Menurutnya, faktor utama yang mempengaruhi nelayan menggunakan bom atau bahan beracun adalah pengalaman merakit dan menggunakan bom atau bahan beracun serta mudahnya memperoleh bahan pembuatan bom ikan.
Dia menyarankan, dalam faktor peningkatan pendapatan, pemerintah bersama akademisi perlu mendorong adanya mata pencaharian alternatif.
Ia menyebutkan tidak hanya sektor perikanan tangkap namun sektor pendukung lainnya sesuai dengan potensi lokal yang dimiliki masing-masing daerah yang bernilai ekonomis tinggi.
baca juga : Pelaku Pengeboman Ikan di Perairan Teluk Maumere Kembali Ditangkap. Kenapa Terus Berulang?
Selain itu, Dosen Pascasarjana Ilmu Lingkungan Undana Kupang ini berpesan agar apa yang dilakukan harus sesuai dengan ketrampilan maupun pengetahuan atau kebiasaan masyarakat.
Untuk faktor mudahnya akses terhadap bahan baku bahan peledak atau bahan beracun, dirinya meminta perlu adanya pendataan para pelaku usaha atau pedagang yang memperjualbelikan potassium sianida di seluruh wilayah NTT.
“Dengan adanya data para pelaku usaha atau penjual potassium sianida, dapat mempermudah aparat yang berwenang untuk pengawasan dan sosialisasi mengenai penyalahgunaan bahan beracun tersebut untuk kegiatan penangkapan ikan,” ucapnya.

→ **INFORMASI YANG DIBERIKAN**:
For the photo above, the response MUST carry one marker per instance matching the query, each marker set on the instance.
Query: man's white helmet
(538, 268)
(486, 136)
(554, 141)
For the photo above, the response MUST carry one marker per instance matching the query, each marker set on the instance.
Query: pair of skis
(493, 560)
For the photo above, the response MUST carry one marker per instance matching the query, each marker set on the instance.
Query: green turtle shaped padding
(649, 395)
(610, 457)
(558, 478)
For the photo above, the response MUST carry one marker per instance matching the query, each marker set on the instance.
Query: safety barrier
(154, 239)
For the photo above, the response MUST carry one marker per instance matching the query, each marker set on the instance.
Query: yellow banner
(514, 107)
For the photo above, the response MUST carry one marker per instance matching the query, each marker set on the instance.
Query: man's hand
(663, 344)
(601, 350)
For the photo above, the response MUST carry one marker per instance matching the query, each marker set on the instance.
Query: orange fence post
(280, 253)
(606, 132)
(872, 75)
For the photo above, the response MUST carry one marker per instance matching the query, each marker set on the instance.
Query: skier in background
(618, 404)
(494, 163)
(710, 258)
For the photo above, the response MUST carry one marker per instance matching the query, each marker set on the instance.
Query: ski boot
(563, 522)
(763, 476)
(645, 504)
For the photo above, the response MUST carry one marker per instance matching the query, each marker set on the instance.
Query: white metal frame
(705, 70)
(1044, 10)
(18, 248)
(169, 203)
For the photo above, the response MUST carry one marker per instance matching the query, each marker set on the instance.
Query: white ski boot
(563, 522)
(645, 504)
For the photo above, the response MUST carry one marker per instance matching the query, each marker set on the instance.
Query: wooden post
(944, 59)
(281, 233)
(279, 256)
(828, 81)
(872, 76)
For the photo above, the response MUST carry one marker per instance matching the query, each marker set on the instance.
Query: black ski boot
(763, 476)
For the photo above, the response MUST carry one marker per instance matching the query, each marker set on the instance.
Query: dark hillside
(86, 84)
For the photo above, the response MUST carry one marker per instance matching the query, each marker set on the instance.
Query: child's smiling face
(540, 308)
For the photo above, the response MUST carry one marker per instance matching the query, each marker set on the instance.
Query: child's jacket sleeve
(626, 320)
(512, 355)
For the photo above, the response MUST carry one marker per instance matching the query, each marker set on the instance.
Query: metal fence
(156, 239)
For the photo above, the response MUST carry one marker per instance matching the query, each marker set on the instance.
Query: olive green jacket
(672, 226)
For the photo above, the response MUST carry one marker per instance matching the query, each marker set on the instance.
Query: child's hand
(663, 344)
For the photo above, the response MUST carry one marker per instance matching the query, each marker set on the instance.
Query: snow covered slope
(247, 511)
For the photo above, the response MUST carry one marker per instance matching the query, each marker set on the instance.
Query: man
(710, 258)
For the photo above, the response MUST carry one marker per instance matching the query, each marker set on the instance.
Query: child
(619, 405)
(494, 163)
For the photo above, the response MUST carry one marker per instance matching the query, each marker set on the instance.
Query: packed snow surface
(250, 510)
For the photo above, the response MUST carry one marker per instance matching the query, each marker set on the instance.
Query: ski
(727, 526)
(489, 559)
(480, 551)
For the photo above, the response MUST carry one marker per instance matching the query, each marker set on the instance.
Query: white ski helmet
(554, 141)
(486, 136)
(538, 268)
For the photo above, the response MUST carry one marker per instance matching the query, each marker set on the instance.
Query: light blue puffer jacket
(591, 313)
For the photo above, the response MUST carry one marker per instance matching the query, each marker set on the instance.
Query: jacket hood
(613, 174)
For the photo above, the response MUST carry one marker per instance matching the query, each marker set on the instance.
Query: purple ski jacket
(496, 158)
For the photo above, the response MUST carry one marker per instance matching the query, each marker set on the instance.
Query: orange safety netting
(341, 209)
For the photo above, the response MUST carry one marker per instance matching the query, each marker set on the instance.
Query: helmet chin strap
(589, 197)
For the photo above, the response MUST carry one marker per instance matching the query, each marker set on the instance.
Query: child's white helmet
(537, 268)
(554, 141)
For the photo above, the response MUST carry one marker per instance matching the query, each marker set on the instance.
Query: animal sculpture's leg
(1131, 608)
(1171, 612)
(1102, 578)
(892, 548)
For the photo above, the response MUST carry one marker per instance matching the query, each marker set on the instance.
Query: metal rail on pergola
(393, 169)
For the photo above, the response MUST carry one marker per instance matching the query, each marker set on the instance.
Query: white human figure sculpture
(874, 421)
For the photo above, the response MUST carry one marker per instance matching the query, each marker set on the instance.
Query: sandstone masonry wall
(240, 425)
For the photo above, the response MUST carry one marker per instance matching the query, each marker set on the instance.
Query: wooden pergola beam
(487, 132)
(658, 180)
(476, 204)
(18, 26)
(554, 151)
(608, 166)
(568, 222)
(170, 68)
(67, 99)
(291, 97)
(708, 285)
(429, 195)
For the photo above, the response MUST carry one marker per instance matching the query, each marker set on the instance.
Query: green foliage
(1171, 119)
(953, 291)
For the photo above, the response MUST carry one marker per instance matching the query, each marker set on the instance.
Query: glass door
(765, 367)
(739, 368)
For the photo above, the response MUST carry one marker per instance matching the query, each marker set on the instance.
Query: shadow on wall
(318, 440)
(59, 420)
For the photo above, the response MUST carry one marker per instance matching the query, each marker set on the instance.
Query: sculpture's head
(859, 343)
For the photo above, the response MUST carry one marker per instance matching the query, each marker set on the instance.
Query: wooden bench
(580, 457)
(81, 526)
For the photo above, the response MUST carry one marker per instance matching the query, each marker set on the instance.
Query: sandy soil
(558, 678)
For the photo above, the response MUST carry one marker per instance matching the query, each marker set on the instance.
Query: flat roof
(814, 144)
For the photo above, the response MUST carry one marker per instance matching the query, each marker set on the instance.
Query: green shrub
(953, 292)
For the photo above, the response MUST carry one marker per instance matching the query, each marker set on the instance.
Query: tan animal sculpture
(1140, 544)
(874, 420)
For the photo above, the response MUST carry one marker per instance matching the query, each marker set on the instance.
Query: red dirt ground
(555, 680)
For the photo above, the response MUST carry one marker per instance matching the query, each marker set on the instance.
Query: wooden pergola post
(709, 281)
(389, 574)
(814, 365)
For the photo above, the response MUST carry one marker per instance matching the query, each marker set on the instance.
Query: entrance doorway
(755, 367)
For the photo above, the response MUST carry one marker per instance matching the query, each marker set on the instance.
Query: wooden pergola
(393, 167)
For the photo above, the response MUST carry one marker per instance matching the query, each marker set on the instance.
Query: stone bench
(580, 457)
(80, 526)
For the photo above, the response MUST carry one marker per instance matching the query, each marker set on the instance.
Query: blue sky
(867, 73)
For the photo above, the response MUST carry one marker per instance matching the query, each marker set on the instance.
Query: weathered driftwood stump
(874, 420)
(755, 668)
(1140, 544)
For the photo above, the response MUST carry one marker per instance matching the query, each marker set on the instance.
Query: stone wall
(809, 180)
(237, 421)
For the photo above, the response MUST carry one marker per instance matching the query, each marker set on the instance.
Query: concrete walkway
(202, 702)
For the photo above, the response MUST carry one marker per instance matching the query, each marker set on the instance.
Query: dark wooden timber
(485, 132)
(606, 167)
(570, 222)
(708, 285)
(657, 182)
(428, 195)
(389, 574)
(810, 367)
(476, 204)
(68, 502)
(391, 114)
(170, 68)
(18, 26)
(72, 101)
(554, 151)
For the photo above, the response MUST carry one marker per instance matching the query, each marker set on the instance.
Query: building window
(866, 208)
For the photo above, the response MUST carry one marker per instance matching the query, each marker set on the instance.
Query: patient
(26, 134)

→ **TUGAS YANG DIBERIKAN A**:
Pilih setiap baris dalam catatan yang memuat kata "wooden", lalu salin semua baris itu.
→ **TUGAS YANG DIBERIKAN B**:
Lanjutkan teks tentang pengeboman ikan mulai setelah kalimat terakhirnya.
Teks tentang pengeboman ikan dan catatan ini berasal dari sumber yang berbeda.

→ **JAWABAN TERTULIS A**:
Query: wooden post
Query: wooden pergola beam
Query: wooden bench
Query: wooden pergola post
Query: wooden pergola
Query: dark wooden timber

→ **JAWABAN TERTULIS B**:
Chaterina juga menyarankan penguatan Pokmaswas (Kelompok Masyarakat Pengawas), informasi pelapor pada laporan kasus dan atau kejadian destructive fishing maupun data mengenai kelompok masyarakat yang berpotensi untuk terlibat dalam melakukan pengawasan dari instansi terkait.
Selain itu pintanya, untuk faktor pendidikan, pemerintah perlu mendorong adanya pendidikan dan penyadaran tentang lingkungan.
Ia katakan perlu dilakukan melalui seminar, lokakarya, workshop, bahkan studi banding bagi nelayan bahkan pelaku destructive fishing yang merusak lingkungan.
“Pelaku destructive fishing memiliki tingkat pendidikan yang rendah sehingga pengetahuan tentang pentingnya ekosistem terumbu karang terbatas,” pungkasnya.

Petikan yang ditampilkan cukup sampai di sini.